Repeat the listing that follows exactly. Pictures are not part of the copy.
### DATASET RECORDS
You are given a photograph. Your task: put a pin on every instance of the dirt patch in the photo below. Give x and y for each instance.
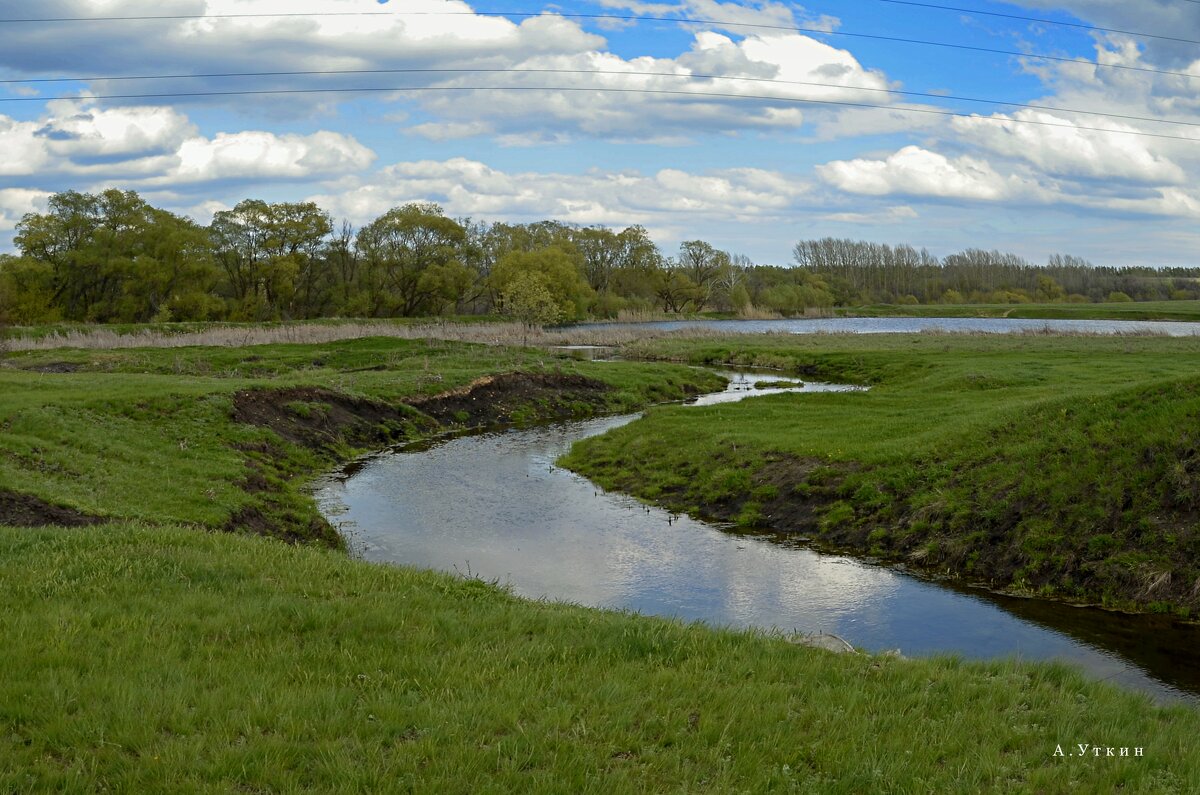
(262, 520)
(516, 396)
(322, 419)
(789, 492)
(27, 510)
(57, 366)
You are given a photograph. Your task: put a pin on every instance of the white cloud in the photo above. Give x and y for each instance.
(1060, 147)
(898, 214)
(149, 147)
(433, 34)
(78, 130)
(469, 187)
(16, 203)
(919, 172)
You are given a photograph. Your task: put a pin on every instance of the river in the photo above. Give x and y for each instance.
(496, 506)
(910, 326)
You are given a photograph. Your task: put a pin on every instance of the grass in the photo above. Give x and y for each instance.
(150, 653)
(147, 434)
(162, 659)
(1050, 465)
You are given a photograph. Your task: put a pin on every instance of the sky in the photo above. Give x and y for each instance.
(753, 125)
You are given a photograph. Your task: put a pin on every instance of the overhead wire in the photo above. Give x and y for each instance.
(696, 76)
(1042, 21)
(406, 89)
(601, 89)
(613, 17)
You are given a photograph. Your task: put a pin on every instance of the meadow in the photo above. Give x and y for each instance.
(1057, 466)
(165, 645)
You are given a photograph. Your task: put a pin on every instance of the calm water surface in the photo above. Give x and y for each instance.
(496, 506)
(913, 326)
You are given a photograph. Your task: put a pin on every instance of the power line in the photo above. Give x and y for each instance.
(407, 89)
(1042, 21)
(579, 71)
(690, 21)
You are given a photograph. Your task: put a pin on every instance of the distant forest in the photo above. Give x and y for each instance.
(113, 257)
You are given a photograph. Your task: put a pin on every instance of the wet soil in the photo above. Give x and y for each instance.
(322, 419)
(27, 510)
(334, 425)
(516, 396)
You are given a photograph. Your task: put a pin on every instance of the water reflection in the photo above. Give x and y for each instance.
(496, 506)
(912, 326)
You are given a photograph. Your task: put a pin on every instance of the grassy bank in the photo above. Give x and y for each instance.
(163, 659)
(1115, 311)
(225, 437)
(144, 651)
(1042, 465)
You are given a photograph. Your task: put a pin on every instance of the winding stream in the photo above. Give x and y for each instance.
(496, 506)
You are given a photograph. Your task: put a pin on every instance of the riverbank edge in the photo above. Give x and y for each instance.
(835, 506)
(88, 707)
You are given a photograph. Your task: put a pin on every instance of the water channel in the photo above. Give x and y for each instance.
(496, 506)
(911, 326)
######
SOLUTION TO THIS PROBLEM —
You are given a photograph. Your task: put a pin on every instance of the dirt patch in the photo below. Give x and y for each instance.
(262, 520)
(516, 396)
(322, 419)
(789, 492)
(27, 510)
(57, 366)
You are given a photograph. Your task: put a pin on every instance of the white cloud in the photo above. Give x and y for each instance.
(1060, 147)
(898, 214)
(149, 147)
(433, 34)
(78, 130)
(469, 187)
(16, 203)
(919, 172)
You are given a photograph. Your task: put a pin on every instance of the river in the photo above. Give x and y for each instance.
(496, 506)
(910, 326)
You are given a photograph. Your task: put a pin on every instance of the grass in the photo above. Give x and y for each instance.
(150, 653)
(147, 434)
(162, 659)
(1050, 465)
You are given a photograph. Your task: put a pin on every instance of the sky in the photo above. Give x and y for each instance.
(753, 125)
You are given a photograph. Your task: put a pin on every instance of the overhead wire in the photo above. Give x and y for each instance.
(696, 76)
(1042, 21)
(406, 89)
(601, 89)
(613, 17)
You are given a photograph. Your task: put a pin on every instance of the meadow in the photo above. Give x and y for each instance.
(1057, 466)
(165, 645)
You are given a photograph. Your task: put a pin on every instance of the calm water surface in the photo above. Give x and y for each instance.
(496, 506)
(913, 326)
You are given a photograph. Your task: put a pin on every instance of the power line in the photo above. Give x and y for each instance.
(407, 89)
(1042, 21)
(579, 71)
(690, 21)
You are given a photograph. Your task: put a pin on every instance of the distant forest in the photo above. Give x and y for each instance.
(113, 257)
You are given a photograph. Your task: put a pin on every instance of the wet soil in the photo above. Give x and y for each instance.
(322, 419)
(27, 510)
(334, 425)
(516, 396)
You are given a photograph. Your task: put a pin on every instance of the water reflection in the photo above. Give x and y for each instance.
(496, 506)
(912, 326)
You are given a photograph. Your task: put a pin on every instance of the grassy bank in the photo above. Give x and y for each instance.
(163, 659)
(1115, 311)
(225, 437)
(144, 651)
(1042, 465)
You are given a photograph. Your task: put a pin on every instance of the winding stream in the photo above. Give x and y for each instance.
(496, 506)
You are given a photograph. Your task: put a pin on every instance of the riverbank edge in the photo above. Give x and y for each instance.
(835, 506)
(88, 707)
You are given a photograph. Your task: put a pin on every instance of the water channel in the photo above. Give x and y for each instance.
(496, 506)
(911, 326)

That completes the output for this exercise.